• What you need to do:
Copy every line of the listing below without any changes.

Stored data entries
- - -

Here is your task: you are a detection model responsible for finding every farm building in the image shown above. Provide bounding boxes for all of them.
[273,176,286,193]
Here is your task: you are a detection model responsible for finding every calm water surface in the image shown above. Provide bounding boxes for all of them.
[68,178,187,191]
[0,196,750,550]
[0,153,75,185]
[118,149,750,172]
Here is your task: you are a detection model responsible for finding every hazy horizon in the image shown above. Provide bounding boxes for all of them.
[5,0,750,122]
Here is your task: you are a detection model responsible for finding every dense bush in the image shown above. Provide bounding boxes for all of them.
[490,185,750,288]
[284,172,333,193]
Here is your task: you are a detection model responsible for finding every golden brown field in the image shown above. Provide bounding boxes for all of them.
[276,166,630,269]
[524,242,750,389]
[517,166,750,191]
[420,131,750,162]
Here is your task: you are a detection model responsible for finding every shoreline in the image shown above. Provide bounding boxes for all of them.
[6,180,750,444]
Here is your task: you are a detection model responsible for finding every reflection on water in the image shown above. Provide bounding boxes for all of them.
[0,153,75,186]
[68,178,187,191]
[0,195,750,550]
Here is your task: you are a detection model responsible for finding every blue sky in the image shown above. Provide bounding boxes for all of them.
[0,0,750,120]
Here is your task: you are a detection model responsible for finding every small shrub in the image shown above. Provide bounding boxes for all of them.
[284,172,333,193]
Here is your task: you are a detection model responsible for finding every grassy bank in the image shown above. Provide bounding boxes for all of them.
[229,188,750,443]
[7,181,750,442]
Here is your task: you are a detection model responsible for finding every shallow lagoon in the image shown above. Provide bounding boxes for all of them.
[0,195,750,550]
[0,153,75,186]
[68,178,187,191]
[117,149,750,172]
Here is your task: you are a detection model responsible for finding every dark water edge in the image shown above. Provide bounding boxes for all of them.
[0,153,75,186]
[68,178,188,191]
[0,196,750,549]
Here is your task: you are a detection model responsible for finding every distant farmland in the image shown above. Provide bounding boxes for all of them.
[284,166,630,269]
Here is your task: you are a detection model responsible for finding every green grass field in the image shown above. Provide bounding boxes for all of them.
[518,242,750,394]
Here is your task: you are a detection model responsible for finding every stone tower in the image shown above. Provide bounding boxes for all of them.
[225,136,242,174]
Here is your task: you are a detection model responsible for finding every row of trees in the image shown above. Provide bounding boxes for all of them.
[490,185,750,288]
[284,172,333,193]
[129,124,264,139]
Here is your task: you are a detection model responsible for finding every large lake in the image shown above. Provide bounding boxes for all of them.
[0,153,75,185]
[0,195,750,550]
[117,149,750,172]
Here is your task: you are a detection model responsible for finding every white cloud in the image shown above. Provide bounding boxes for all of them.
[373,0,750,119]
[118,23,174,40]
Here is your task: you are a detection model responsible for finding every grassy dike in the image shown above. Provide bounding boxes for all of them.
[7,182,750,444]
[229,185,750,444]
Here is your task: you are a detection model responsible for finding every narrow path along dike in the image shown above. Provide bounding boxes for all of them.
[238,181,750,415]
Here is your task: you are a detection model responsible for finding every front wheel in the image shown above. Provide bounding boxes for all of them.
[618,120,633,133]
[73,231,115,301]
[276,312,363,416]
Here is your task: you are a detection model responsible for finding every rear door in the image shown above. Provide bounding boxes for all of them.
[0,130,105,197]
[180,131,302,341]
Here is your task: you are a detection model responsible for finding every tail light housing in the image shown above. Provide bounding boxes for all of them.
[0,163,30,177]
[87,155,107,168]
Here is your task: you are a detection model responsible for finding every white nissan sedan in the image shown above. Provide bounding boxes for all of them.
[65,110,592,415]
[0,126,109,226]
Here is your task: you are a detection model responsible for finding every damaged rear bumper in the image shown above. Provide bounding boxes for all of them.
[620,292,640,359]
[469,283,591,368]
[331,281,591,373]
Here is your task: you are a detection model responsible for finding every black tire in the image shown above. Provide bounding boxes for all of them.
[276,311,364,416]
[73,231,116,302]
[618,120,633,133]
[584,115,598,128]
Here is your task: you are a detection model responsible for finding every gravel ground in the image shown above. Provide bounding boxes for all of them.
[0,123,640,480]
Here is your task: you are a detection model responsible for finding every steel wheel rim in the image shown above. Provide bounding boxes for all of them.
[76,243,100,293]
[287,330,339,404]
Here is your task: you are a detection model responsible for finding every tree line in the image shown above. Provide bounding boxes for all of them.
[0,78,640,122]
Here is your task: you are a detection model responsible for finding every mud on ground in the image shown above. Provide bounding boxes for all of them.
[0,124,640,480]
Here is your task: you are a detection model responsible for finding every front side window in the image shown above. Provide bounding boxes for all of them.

- - -

• Final answer:
Here is your task: you are a detection model responsible for finding every farm building in the image shown above. Provide bounding boxes for all of them.
[273,176,286,193]
Here is your task: you are a detection model responsible for finding every calm water surface in the image shown above. Provide bounding boxes for all of them.
[68,178,187,191]
[0,196,750,550]
[0,153,75,185]
[118,149,750,172]
Here is your task: you are a detection model responsible for finding every hazy horizon in the image shown above. Provide bounding boxes for all of them.
[5,0,750,122]
Here is your task: you are a detection model responsible for finding every dense bush in the image shown above. Provide bounding boxes for all of them.
[490,185,750,288]
[284,172,333,193]
Here is your task: you are a detection model responsible for finding every golden brown field in the image shown above. Provide bounding boxes for all of them.
[276,166,630,269]
[524,242,750,389]
[517,166,750,191]
[420,131,750,162]
Here is your task: you are a detection model responsible for finding every shoreline in the image shown above. Provide bounding boxes for all of them.
[6,180,750,444]
Here is your task: you are a detection model responsible for finding every reflection on water in the image shown above. Provide bounding boxes for all of them.
[0,153,75,186]
[68,178,187,191]
[0,195,750,550]
Here is your task: you are a detection model responsible for finding every blue sky in the image shown above. Provide bounding boxes for all of them.
[0,0,750,120]
Here is your task: you are a detection model responsible for finding every small shrub in the image shown above. Provide bounding boxes for all of them.
[284,172,333,193]
Here is your task: you are a detection model responsible for finding every grassy bank in the image shown above. Provide bounding boxes for all of them.
[229,188,750,443]
[7,181,750,442]
Here is your task: you are a detection model responsible for finding every shallow lagoon in the image shown above. Provide bounding boxes for all of them.
[0,195,750,550]
[0,153,75,186]
[68,178,187,191]
[117,149,750,172]
Here is your task: you are a detection model responsible for finding every dark water edge in the image shown above. Provide bounding boxes for all of them.
[0,153,75,186]
[68,178,188,191]
[0,196,750,549]
Here is your task: you are a detection model responsible for finding every distant farmland in the image shown above. Provide bounding boxes for all of them.
[284,166,630,269]
Here is your task: you are a detection model responsible for finding every green grass field in the image shown above. Provide bounding boxes for all of them.
[518,242,750,394]
Here is your task: you are a detection model responsible for finding every stone tower in the image shown above. Provide bounding boxes for all of them.
[225,136,242,174]
Here is your task: you are a detection model responsible for finding every row of trees in the image shown above. Provide bounding boxes for all of them.
[490,185,750,288]
[284,172,333,193]
[129,124,264,139]
Here is your task: you are a detection model responsible for finding every large lake in the image shown above. Provide bounding boxes for all of them.
[0,153,75,185]
[0,195,750,550]
[117,149,750,172]
Here is your task: you are a detection model responsible for finding every white cloud in the image shown above. Provide bounding boxes for all of them.
[373,0,750,119]
[118,23,174,40]
Here is your task: you are a detection model responsible for finding every grassy dike in the image shown above. Provide bounding boxes for all of them.
[7,182,750,444]
[229,185,750,444]
Here is your task: you are a detection model responsible for finding every narrow path along dike in the image shown above. Provide bounding boxes for all of them.
[238,181,750,415]
Here is your task: you are a detection model responsible for finding every front wheel in the image shown above. Provide bounding boxes for all of them.
[618,120,633,133]
[73,231,115,301]
[276,312,363,416]
Here is your task: you are a detection model responsible for finding every rear door in the image shown above. Provide bounding boxes for all of them.
[0,130,105,197]
[180,131,302,341]
Here is your task: you are a detection model responsible for finding every tail light housing in the image shown above. Provide bounding boxes for all of them.
[0,163,30,177]
[87,155,107,168]
Here is your task: you are a detection model responsible for finding every white nissan sedan in the image shown above. Provide bounding boxes for all of them.
[65,110,592,415]
[0,126,109,226]
Here is your task: you are a detection model responsible for finding every damaged rear bumper in the image shown above. Provide bounding boxes for all of them.
[620,292,640,359]
[469,283,591,368]
[331,281,591,373]
Here is your task: you are a detection model responsible for finding every black tire in the image shown above. Provide bounding boxes for all of them.
[276,311,364,416]
[73,231,116,302]
[618,120,633,133]
[584,115,598,128]
Here is your task: you are a detection model responsible for finding every gravel ground in the image shown above. Provide bounding boxes for all of them.
[0,123,640,480]
Here is your task: you are a detection model responsible for finding every steel wheel rim in the image shown above. Provide bounding boxes for all of them.
[76,243,100,293]
[287,330,339,404]
Here is your task: you are a detection model responsible for finding every tree line in the image shown above. Provide bounding boxes for all of them.
[0,78,640,122]
Here is your task: you are a detection model responsible for finding every mud on ground in the image shown above. Provide bounding boxes for all of them.
[0,124,640,480]
Here is your task: you are a detection model responsible for finding every front side window in the image shown above. Provide bounding boxes for all of them.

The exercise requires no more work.